## 出題課題 1
ベックさんの物理の授業を回想した文章のうち、「二年生に進級する頃、われわれ」から「ックさんになったに違いない。」までを一字一句そのまま書き写してください。

## 本文抜粋
二年生に進級する頃、われわれの最大関心事は物理の授業に生き残ることが出来るだろうかということで、心に不安が渦巻いていた。ベックさんの授業がとてつもなく難しくて、おまけに気むずかしくて癇癪持ちで云々、と取り沙汰されていたからである。
力学から始まった。スカラーとかベクトルとかが出て来た。どのような教科書を使ったのか、今は記憶にない。ベックさんが黒板にチョークで書き連ねることを一生懸命書き写すのが常であった。このベクトルがベックさんの呼び名の起こりであったのだろうと思う。ベクトルさんがベックさんになったに違いない。
今でも印象に残っているのは、その講義―高校では授業と言うべきであろうが、大学での講義に匹敵する内容だったのでこのように記す―が極めて理路整然としていたことで、だから強い説得力をもってわれわれに迫ってくるのである。黒板をノートに書き写すという作業が、「今、こういう事を学んでいるんだ」と理解したことの再確認になった。新知識が次から次へと身に付いていくようで、ベックさんの講義に私は興奮していた。
自分ではそれなりに理解できたつもりだったが、学期末試験などは惨憺たるものだった。落第点のような点を取ったような気がするが、それでもクラスでトップということもあった。われわれの成績を評言するベックさんのシニカルな表情が印象的であった。
その頃のベックさんは何歳ぐらいだったのだろう。見当もつかないし考えたこともなかった。二十代かそれとも三十代だったのだろうか、いずれにせよ独身であったように思う。白皙の学者と云うのふさわしい風貌に、私は芥川龍之介を連想したものである。
黒板にチョークで書いている途中で、考え込まれることもあった。そうか、難しいことを考え込むにはあのポーズはいいな、と思った私は一人でその真似をしたこともある。たまたまベックさんが考え込んでいるときに校庭から何人かがはやし立てたことがあった。「ベックなんとかかんとか」、多分物理でベックさんに痛めつけられた上級生だったのだろう。やにわにベックさんが窓際に歩み寄って、あれは三階教室だったと思うが、何か怒鳴りながら手にしたチョークを彼らに投げつけたことがあった。なるほど、これが癇癪玉と云われる所以かと思った。
その頃私が熱心に読んだのがアインシュタイン・インフェルト著、石原純訳「物理学はいかに創られたか」(岩波新書)の上下巻である。ベックさんに教えられたのか私が本屋で見付けてきたのか定かでないが、毎日早起きして取り組んだ。その当時の本は傷んでしまって、今私の手元にあるのはその後買い直してものであるが、今あらためて目を通しても実に素晴らしい名著であると思う。「原著序文」を引用する。

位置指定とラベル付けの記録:
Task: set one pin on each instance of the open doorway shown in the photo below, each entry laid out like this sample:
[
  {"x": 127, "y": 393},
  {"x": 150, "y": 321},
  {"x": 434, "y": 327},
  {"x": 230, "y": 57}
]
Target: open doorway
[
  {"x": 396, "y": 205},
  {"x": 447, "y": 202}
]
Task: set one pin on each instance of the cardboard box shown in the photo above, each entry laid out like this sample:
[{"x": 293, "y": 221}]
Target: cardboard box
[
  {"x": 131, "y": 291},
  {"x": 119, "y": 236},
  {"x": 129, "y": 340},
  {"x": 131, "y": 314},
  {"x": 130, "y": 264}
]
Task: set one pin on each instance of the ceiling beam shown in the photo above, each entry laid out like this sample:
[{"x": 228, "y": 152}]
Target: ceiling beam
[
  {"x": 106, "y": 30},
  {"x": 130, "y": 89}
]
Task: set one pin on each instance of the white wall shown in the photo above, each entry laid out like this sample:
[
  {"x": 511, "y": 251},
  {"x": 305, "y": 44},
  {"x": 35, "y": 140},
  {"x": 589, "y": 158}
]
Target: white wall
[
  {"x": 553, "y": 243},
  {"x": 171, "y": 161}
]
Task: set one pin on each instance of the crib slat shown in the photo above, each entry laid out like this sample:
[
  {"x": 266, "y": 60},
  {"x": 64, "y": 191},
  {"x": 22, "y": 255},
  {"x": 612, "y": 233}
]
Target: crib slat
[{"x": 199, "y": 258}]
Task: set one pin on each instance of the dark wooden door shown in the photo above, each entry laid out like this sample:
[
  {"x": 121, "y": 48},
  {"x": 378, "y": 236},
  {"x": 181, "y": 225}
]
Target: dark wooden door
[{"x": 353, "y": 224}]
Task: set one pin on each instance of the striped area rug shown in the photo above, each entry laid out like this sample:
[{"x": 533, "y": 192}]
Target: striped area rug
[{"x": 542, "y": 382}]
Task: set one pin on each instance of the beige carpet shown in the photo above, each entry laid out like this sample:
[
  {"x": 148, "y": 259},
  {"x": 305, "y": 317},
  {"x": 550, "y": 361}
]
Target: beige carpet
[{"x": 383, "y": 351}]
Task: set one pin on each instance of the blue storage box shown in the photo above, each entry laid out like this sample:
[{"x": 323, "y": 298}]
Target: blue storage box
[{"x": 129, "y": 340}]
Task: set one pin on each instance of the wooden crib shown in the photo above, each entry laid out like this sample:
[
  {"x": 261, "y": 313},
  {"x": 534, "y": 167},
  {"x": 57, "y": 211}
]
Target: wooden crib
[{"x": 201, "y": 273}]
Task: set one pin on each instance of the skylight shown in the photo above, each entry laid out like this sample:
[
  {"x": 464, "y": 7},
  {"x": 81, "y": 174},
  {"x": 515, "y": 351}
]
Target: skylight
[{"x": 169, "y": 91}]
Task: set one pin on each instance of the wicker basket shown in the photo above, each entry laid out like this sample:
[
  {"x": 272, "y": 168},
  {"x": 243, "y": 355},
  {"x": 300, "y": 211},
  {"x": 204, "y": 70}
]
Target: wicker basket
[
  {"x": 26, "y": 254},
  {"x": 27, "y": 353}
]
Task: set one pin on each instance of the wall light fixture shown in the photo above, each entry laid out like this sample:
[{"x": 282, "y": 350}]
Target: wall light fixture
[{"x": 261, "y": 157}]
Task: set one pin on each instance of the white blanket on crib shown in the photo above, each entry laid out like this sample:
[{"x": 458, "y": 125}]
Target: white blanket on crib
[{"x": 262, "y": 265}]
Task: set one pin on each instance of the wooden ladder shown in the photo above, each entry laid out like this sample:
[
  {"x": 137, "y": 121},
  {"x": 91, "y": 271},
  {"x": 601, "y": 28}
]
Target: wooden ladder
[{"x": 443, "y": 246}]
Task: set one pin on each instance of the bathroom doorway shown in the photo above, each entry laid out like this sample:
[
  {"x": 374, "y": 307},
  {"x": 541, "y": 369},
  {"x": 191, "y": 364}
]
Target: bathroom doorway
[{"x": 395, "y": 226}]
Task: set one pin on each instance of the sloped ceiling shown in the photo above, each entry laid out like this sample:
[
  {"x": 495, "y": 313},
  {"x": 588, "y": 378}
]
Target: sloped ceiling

## 出題課題 2
上の記録について、「Task: set one pin on each instance of the bathroom」を含む行から記録の最後の行までを、両端の行も含めて一字も変えずにもう一度示してください。

## 完全な解答 1
二年生に進級する頃、われわれの最大関心事は物理の授業に生き残ることが出来るだろうかということで、心に不安が渦巻いていた。ベックさんの授業がとてつもなく難しくて、おまけに気むずかしくて癇癪持ちで云々、と取り沙汰されていたからである。
力学から始まった。スカラーとかベクトルとかが出て来た。どのような教科書を使ったのか、今は記憶にない。ベックさんが黒板にチョークで書き連ねることを一生懸命書き写すのが常であった。このベクトルがベックさんの呼び名の起こりであったのだろうと思う。ベクトルさんがベックさんになったに違いない。

## 完全な解答 2
Task: set one pin on each instance of the bathroom doorway shown in the photo above, each entry laid out like this sample:
[
  {"x": 374, "y": 307},
  {"x": 541, "y": 369},
  {"x": 191, "y": 364}
]
Target: bathroom doorway
[{"x": 395, "y": 226}]
Task: set one pin on each instance of the sloped ceiling shown in the photo above, each entry laid out like this sample:
[
  {"x": 495, "y": 313},
  {"x": 588, "y": 378}
]
Target: sloped ceiling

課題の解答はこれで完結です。